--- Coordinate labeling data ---
++++++++

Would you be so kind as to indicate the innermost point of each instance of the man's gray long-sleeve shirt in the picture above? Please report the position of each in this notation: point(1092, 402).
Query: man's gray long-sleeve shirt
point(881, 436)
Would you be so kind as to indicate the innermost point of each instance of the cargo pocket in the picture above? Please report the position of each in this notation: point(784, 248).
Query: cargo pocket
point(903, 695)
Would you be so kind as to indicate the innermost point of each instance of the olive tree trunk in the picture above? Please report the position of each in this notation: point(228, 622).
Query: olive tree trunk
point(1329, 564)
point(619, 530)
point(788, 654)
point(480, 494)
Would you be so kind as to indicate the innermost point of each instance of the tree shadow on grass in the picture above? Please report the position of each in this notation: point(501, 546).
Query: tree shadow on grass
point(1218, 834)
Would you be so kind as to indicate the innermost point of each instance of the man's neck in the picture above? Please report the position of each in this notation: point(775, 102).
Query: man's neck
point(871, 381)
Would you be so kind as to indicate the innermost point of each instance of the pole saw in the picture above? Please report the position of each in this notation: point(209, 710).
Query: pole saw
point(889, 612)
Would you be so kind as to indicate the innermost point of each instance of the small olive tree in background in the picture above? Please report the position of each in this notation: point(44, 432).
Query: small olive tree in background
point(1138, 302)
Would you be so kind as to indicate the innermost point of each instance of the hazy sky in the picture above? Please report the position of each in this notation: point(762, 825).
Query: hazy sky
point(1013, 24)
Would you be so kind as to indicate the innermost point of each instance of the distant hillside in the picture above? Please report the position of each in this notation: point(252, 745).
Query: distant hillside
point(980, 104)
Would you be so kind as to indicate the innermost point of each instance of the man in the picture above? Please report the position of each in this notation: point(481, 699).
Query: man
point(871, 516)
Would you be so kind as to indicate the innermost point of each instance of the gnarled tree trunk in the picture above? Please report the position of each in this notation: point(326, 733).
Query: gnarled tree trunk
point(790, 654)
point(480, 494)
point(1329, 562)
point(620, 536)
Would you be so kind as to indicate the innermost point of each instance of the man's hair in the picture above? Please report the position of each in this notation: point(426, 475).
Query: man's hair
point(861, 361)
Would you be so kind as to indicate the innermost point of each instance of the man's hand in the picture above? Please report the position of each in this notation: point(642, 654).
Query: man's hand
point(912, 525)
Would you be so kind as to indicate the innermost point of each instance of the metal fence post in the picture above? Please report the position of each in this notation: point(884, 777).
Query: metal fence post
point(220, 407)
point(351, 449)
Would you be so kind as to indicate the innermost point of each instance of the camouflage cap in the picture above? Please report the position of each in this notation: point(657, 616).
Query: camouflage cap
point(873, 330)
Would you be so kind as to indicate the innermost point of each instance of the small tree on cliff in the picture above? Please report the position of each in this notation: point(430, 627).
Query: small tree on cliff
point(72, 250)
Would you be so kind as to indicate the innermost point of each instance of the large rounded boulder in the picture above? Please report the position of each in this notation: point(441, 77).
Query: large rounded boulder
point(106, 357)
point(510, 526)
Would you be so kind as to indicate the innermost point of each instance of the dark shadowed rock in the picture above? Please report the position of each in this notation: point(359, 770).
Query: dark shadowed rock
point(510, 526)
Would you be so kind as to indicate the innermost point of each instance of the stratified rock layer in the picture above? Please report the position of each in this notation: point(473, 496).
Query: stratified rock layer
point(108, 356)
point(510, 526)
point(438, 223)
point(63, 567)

++++++++

--- Directions ---
Reproduce the coordinate labeling data above word for word, every line of it.

--- Final answer ---
Would you be so kind as to indicate the innermost point of each instance of the man's gray long-sleeve shirt in the picture above? Please report the position of each in this notation: point(1092, 402).
Query: man's gray long-sleeve shirt
point(881, 436)
Would you be so kind as to indicate the innermost point of each instance of the cargo pocket in the picture above? Please report the position of each in this notation: point(784, 248).
Query: cargo pocket
point(903, 695)
Would you be so kind as to indicate the innermost point of each instance of the olive tree trunk in the picture above? Please report the position of each in this notation: point(228, 622).
Query: olive tree trunk
point(1329, 564)
point(619, 530)
point(788, 654)
point(480, 494)
Would you be so kind as to indicate the innermost point of each instance of the tree shadow on grass in the picture above? Please report the position of each in this notation: point(501, 546).
Query: tree shadow on grass
point(1218, 834)
Would you be so kind as to indicate the innermost point of each instance of the man's neck in the picture above? Please report the position of each in this notation: point(775, 102).
Query: man's neck
point(871, 381)
Would you be so kind as to indicate the innermost point of each instance of the pole saw in the picture above? Please report the position of each in this notation: point(209, 710).
Query: pole saw
point(889, 612)
Would you be so kind as to indicate the innermost point of each instance of the small olive tree in background in the picture above? Please report the position of each in this notation: point(44, 432).
Query: small olive tree in background
point(1138, 302)
Would you be so kind as to indicate the innermost point of each instance of the hazy sky in the picture above? Please report the position of each in this notation: point(762, 825).
Query: hazy sky
point(1013, 24)
Would you be so kind as to indicate the innermost point of each instance of the distant hillside in the picture above? Please report the position of each in this notation: point(252, 745).
Query: distant hillside
point(980, 104)
Would you be so kind as to indicate the innermost point of each instance of the man in the picture above? Please report the position of each in this notation: point(481, 699).
Query: man
point(871, 516)
Would you be so kind as to indicate the innermost point of each instance of the gnarled tree trunk in the picture above? Please report the position of each in this notation: point(326, 733).
Query: gnarled tree trunk
point(790, 654)
point(480, 494)
point(1329, 562)
point(620, 536)
Would you be so kind as to indicate the innermost point of each instance of the man's hair in the picture above? Please report the position of each in this notation: point(426, 475).
Query: man's hair
point(861, 361)
Would you be so kind as to indicate the innermost point of each instance of the man's hand in the picture above? Please report the position of each in this notation: point(642, 654).
Query: man's hand
point(912, 525)
Would you be so kind as to indicate the innermost point of each instance of the metal fence post in the picture above? Please report the position of each in this notation: point(884, 777).
Query: metal fence post
point(220, 407)
point(351, 449)
Would you be so kind as to indicate the innermost point of each instance of the camouflage cap in the picture above? Please report the position of each in this notation: point(657, 616).
Query: camouflage cap
point(873, 330)
Would you be so kind as to indicate the innermost point of each instance of the small tree on cliff in the picture above? Please report the position of each in this notation: point(430, 627).
Query: small tree on cliff
point(72, 250)
Would you be so kind as to indicate the innermost point of each instance of the large rounded boulder in the picture above? Please report the position of each in this notation: point(441, 77).
Query: large rounded boulder
point(106, 357)
point(510, 526)
Would you be so kind as to indicate the innermost point of each instance of the dark shadowed rock in the picture above? Please report the position of each in this notation: point(359, 770).
Query: dark shadowed rock
point(510, 526)
Would you be so kind as to indicate the innermost point of each instance of the stratified rock layer in the picture above? Please report the position of each in this notation: point(473, 496).
Query: stratified rock layer
point(108, 356)
point(510, 526)
point(438, 223)
point(63, 567)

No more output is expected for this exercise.